> Prompt: Could you update the items from the start through the line with "column 67, row 239" by changing "disc" to "circle", keep everything else the same, and leave the pictures out?

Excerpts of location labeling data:
----
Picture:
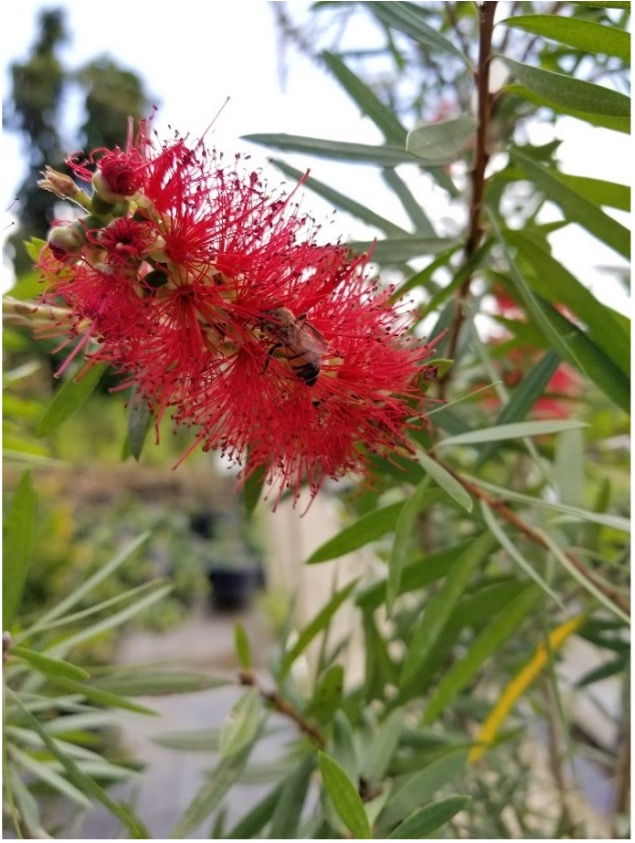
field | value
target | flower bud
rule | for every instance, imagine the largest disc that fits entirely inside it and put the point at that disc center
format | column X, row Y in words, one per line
column 67, row 239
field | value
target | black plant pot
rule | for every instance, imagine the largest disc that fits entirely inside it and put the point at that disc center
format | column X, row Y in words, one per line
column 232, row 588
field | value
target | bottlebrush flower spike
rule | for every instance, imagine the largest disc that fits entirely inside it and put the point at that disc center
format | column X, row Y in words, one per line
column 212, row 293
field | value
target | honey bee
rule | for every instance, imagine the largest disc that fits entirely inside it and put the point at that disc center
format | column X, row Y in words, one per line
column 298, row 342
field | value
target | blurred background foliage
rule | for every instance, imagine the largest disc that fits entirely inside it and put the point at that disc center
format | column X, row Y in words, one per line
column 473, row 582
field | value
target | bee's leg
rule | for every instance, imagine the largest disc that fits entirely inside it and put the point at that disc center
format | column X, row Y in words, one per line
column 270, row 354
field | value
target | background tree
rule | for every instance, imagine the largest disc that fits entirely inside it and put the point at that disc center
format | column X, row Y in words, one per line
column 38, row 90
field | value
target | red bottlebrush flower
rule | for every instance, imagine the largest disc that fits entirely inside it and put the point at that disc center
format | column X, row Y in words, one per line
column 214, row 296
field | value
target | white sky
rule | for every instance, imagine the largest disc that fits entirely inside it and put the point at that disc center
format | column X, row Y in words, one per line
column 192, row 54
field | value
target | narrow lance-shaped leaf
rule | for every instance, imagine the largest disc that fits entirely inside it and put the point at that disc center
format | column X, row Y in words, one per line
column 515, row 430
column 18, row 546
column 439, row 608
column 441, row 143
column 340, row 200
column 447, row 481
column 69, row 398
column 423, row 822
column 366, row 529
column 581, row 34
column 574, row 93
column 357, row 153
column 314, row 627
column 575, row 207
column 482, row 647
column 241, row 727
column 347, row 801
column 84, row 783
column 49, row 666
column 410, row 19
column 531, row 388
column 401, row 544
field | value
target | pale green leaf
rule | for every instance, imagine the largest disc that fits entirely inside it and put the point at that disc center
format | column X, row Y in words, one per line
column 515, row 430
column 345, row 798
column 241, row 727
column 69, row 398
column 314, row 627
column 440, row 606
column 486, row 643
column 583, row 35
column 17, row 548
column 447, row 481
column 441, row 143
column 366, row 529
column 426, row 820
column 508, row 545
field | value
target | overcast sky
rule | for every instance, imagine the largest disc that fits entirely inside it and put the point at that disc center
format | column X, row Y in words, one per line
column 192, row 55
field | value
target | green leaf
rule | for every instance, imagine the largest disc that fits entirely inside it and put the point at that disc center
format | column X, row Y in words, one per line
column 254, row 820
column 47, row 665
column 314, row 627
column 418, row 788
column 380, row 751
column 386, row 155
column 559, row 88
column 584, row 354
column 401, row 545
column 441, row 143
column 80, row 780
column 381, row 115
column 47, row 774
column 617, row 124
column 366, row 529
column 189, row 740
column 328, row 694
column 410, row 19
column 598, row 191
column 440, row 606
column 446, row 480
column 531, row 388
column 508, row 545
column 86, row 587
column 398, row 250
column 345, row 798
column 101, row 697
column 243, row 648
column 423, row 822
column 139, row 423
column 252, row 490
column 495, row 634
column 511, row 431
column 69, row 398
column 293, row 793
column 583, row 35
column 416, row 574
column 148, row 680
column 340, row 200
column 615, row 522
column 20, row 525
column 549, row 279
column 210, row 794
column 33, row 247
column 86, row 633
column 574, row 206
column 242, row 725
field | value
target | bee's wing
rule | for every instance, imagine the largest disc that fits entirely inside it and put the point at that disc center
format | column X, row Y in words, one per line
column 313, row 339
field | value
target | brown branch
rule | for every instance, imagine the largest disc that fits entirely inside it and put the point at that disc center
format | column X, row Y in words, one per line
column 481, row 157
column 516, row 521
column 282, row 706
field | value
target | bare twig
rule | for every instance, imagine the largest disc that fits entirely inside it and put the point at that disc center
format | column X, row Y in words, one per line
column 282, row 706
column 481, row 157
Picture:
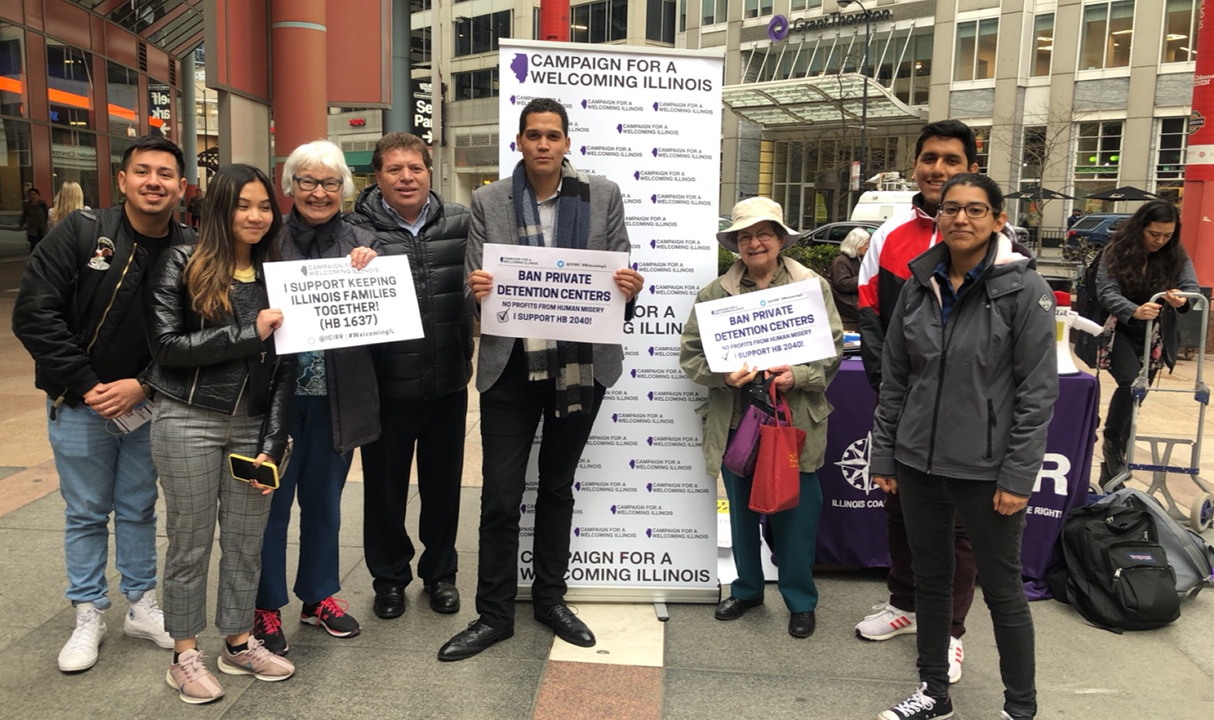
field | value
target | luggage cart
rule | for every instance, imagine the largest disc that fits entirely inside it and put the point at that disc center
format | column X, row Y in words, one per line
column 1201, row 510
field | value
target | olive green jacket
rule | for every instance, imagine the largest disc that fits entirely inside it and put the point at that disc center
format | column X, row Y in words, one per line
column 807, row 397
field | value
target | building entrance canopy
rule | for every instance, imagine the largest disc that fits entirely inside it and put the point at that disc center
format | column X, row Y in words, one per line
column 830, row 100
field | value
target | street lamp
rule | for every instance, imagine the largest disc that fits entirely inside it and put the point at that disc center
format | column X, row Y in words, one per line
column 863, row 72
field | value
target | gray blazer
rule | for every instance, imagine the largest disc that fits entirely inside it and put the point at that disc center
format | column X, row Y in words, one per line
column 493, row 221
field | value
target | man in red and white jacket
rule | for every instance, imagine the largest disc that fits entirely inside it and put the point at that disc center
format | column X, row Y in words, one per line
column 943, row 149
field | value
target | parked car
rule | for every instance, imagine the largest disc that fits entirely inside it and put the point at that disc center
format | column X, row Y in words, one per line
column 1096, row 228
column 833, row 233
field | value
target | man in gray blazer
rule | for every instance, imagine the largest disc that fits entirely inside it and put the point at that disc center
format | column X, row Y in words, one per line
column 545, row 202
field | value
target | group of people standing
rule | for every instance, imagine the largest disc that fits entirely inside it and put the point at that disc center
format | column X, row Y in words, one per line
column 155, row 349
column 125, row 307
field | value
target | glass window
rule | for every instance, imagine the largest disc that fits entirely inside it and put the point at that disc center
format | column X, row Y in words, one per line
column 600, row 22
column 1179, row 32
column 69, row 85
column 74, row 157
column 16, row 166
column 1043, row 44
column 982, row 135
column 715, row 11
column 122, row 89
column 659, row 21
column 1107, row 30
column 419, row 45
column 476, row 84
column 12, row 71
column 976, row 44
column 1033, row 152
column 1173, row 140
column 756, row 7
column 481, row 33
column 1099, row 152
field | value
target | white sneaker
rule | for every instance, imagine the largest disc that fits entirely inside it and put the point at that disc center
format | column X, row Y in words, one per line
column 80, row 651
column 886, row 622
column 956, row 655
column 145, row 619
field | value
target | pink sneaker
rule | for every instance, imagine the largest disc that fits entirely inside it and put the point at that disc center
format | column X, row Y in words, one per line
column 256, row 661
column 194, row 682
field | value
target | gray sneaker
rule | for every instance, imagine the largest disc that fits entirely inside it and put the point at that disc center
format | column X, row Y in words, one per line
column 256, row 661
column 80, row 651
column 193, row 681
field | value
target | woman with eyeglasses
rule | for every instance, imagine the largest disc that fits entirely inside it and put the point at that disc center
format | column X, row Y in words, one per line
column 968, row 387
column 335, row 410
column 1144, row 258
column 758, row 234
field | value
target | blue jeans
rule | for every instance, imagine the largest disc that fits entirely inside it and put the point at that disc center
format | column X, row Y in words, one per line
column 103, row 471
column 317, row 474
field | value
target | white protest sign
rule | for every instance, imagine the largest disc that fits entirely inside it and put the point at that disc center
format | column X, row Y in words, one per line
column 784, row 326
column 328, row 304
column 552, row 294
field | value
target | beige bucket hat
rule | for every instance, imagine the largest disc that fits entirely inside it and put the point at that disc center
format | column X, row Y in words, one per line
column 753, row 211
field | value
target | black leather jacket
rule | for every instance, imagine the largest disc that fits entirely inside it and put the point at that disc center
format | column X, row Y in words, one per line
column 77, row 295
column 214, row 364
column 441, row 362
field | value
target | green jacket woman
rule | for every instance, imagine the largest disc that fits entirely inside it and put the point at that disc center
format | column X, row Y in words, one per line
column 758, row 234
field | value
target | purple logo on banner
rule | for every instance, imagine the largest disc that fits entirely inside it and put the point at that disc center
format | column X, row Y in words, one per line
column 518, row 67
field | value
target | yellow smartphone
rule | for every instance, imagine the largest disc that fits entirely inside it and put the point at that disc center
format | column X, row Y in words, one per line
column 243, row 470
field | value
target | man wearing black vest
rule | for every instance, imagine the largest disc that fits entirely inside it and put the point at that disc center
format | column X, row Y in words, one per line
column 423, row 383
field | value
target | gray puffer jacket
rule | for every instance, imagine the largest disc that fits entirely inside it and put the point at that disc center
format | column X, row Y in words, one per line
column 971, row 400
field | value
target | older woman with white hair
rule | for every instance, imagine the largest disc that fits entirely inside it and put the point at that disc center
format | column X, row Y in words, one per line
column 845, row 277
column 335, row 410
column 758, row 234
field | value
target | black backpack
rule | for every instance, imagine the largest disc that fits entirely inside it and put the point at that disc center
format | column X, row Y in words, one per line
column 1088, row 305
column 1117, row 574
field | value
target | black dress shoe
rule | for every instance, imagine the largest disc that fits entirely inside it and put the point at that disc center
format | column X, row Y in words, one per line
column 390, row 602
column 801, row 624
column 443, row 596
column 732, row 608
column 566, row 624
column 476, row 638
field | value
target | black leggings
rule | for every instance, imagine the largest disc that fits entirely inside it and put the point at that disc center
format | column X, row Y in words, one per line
column 1124, row 364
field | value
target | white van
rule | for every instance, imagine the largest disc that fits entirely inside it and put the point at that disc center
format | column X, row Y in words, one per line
column 879, row 205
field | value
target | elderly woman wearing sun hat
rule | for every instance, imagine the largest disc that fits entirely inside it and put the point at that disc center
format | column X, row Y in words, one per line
----
> Written answer:
Picture:
field | value
target | flower bud
rule | for every instance, imagine the largest circle that fits entirely inside it and put the point at that circle center
format | column X, row Y in words, one per line
column 67, row 239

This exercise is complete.